課題の内容
宝塚レビューの観劇記から、「その前の「Sometime I Feel」から「んの方が少し高いくらい?)。」までを、両端を含めてそのまま引用すること。

出典の抜粋
· · · ·
スラっとしたおみ足、美しかったです。美形だし、似合うよね。もう少し歌がうまければもっといいんだけどなぁ。

4人目は小原弘稔先生。

小原先生と言えば「メイフラワー」! 「メイフラワー」と「レビュー’90」の小原先生2本立て公演は2回見たはず。まだまだ素敵な作品を作ってくださるはずだったのが、60歳の若さで急逝なさってしまったのですよね…。まだ私がどっぷり宝塚につかっていた1994年に。

取り上げられたのは1981年の『クレッシェンド』と1986年『メモアール・ド・パリ』。ナツメさん(大浦みずき)が踊った「パッシィの館」の場面を朝夏さんが踊ります。

そしてそして、最後5人目は鴨川清作先生!

『ノバ・ボサ・ノバ』ですよね。鬼才と呼ばれた鴨川先生の作品からは1973年『ラ・ラ・ファンタシーク』より「愛の宝石」(繰り返し使われている名曲)と1967年のあの『シャンゴ』!!!

芸術祭奨励賞を取ったという伝説の作品『シャンゴ』。小学生の時持っていたタカラジェンヌの伝記マンガの中にも出て来たあの『シャンゴ』!

榛名由梨さん、鳳蘭さん、安奈淳さん、汀夏子さんの伝記を少女漫画にしたやつ(確か集英社マーガレットコミックスだった)があって、その中に裸足で踊る『シャンゴ』のエピソードがあったんですよ。しごかれて足にまめができ、そのまめが破れて血が出て……もう手元にないので間違ってたら申し訳ないですが、『シャンゴ』の初演は安奈淳さんなので、漫画に出て来たのは確か。

『ノバ・ボサ・ノバ』は再演されましたが、『シャンゴ』は完全には再演されてませんものねぇ。

いやぁ、「シャンゴ~フィナーレ」の場面、良かったです。血が騒ぐ感じ。

その前の「Sometime I Feel Like a Motherless Child」の場面も!

ここのソロ歌手の歌が絶品!誰!?と思ったら美穂圭子さん(専科のお姉様)だった。そりゃうまいわ。

美穂さんの素晴らしい歌に乗り、凰稀さんと緒月さんの裸足のデュエット。緒月さんが女役。

緒月さんのあの、他の生徒さんとは少し毛色の違う雰囲気、明るく大らかでどこかクラシカルな感じがけっこう好きなんだけど、ここの女役のダンスも素敵でした♪

ちゃんと寄り添う時には凰稀さんより小さく見えるように、たぶん少し膝曲げて立ってて、おおっ、と思った。本当は身長ほぼ同じくらいなのに(むしろ緒月さんの方が少し高いくらい?)。

群舞も大好きですが、こういう色の濃い裸足のデュエットはいいですね~。好きだわ。

エピローグでは男役燕尾の大階段が「愛!」のボレロ。以前寺田瀧雄先生のコンサートの時だったかに真帆志ぶきさんがこの歌を歌ってらして、すごく感動したんですよね。その「愛!」がボレロ編曲で、燕尾服の男役さんがそれぞれ一輪の薔薇を手に大階段で!!!

これぞ宝塚でございます。

痺れるわ。

大階段グランドフィナーレでも過去のレビューの名曲を歌い継ぎ。
· · · ·
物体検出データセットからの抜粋

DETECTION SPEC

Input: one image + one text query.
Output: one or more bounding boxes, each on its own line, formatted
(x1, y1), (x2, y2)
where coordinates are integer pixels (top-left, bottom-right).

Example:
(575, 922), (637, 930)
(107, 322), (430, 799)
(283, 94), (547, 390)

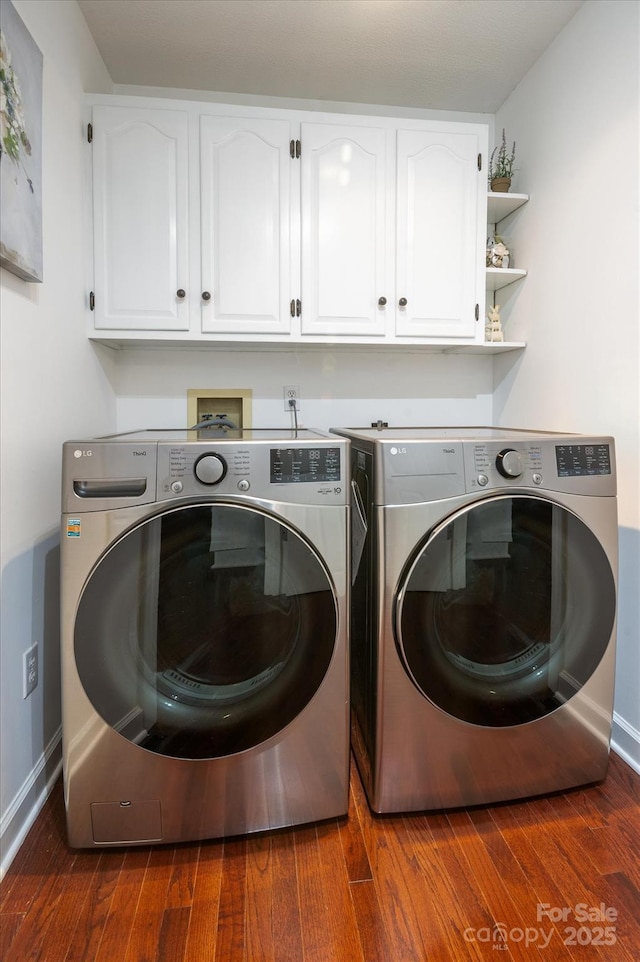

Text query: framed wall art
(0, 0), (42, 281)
· · · ·
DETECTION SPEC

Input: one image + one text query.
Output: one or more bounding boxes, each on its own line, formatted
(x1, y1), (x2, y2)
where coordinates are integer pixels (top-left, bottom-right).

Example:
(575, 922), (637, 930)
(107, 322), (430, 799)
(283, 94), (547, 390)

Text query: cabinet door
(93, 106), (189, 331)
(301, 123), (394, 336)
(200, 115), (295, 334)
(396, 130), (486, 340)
· · · ·
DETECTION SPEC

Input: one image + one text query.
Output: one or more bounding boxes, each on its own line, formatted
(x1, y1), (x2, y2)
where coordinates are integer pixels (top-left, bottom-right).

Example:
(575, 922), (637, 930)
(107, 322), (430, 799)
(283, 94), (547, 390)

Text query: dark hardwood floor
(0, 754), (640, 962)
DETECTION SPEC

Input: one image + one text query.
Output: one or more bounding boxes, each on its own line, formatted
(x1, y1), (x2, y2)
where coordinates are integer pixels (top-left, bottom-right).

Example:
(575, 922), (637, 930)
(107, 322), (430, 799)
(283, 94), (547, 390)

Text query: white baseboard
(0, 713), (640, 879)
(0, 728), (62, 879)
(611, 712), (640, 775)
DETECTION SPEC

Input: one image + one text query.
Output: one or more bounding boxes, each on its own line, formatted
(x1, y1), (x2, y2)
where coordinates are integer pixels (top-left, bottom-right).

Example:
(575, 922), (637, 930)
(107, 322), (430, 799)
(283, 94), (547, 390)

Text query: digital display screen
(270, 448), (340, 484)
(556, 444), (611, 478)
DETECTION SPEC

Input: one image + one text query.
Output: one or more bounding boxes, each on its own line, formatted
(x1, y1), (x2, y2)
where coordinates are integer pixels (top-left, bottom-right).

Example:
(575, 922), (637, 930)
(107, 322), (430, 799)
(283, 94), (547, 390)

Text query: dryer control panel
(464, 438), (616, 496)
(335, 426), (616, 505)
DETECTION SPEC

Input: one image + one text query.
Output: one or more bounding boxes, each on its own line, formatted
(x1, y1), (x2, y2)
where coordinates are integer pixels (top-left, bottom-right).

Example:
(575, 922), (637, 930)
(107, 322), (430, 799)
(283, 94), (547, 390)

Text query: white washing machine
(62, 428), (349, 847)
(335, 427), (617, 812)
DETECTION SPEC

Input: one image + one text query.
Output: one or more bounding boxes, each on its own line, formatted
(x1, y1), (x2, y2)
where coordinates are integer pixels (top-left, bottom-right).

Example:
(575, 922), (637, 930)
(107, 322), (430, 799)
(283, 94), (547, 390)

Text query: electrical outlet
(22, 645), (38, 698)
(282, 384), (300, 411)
· · · ·
完成した回答
その前の「Sometime I Feel Like a Motherless Child」の場面も!

ここのソロ歌手の歌が絶品!誰!?と思ったら美穂圭子さん(専科のお姉様)だった。そりゃうまいわ。

美穂さんの素晴らしい歌に乗り、凰稀さんと緒月さんの裸足のデュエット。緒月さんが女役。

緒月さんのあの、他の生徒さんとは少し毛色の違う雰囲気、明るく大らかでどこかクラシカルな感じがけっこう好きなんだけど、ここの女役のダンスも素敵でした♪

ちゃんと寄り添う時には凰稀さんより小さく見えるように、たぶん少し膝曲げて立ってて、おおっ、と思った。本当は身長ほぼ同じくらいなのに(むしろ緒月さんの方が少し高いくらい?)。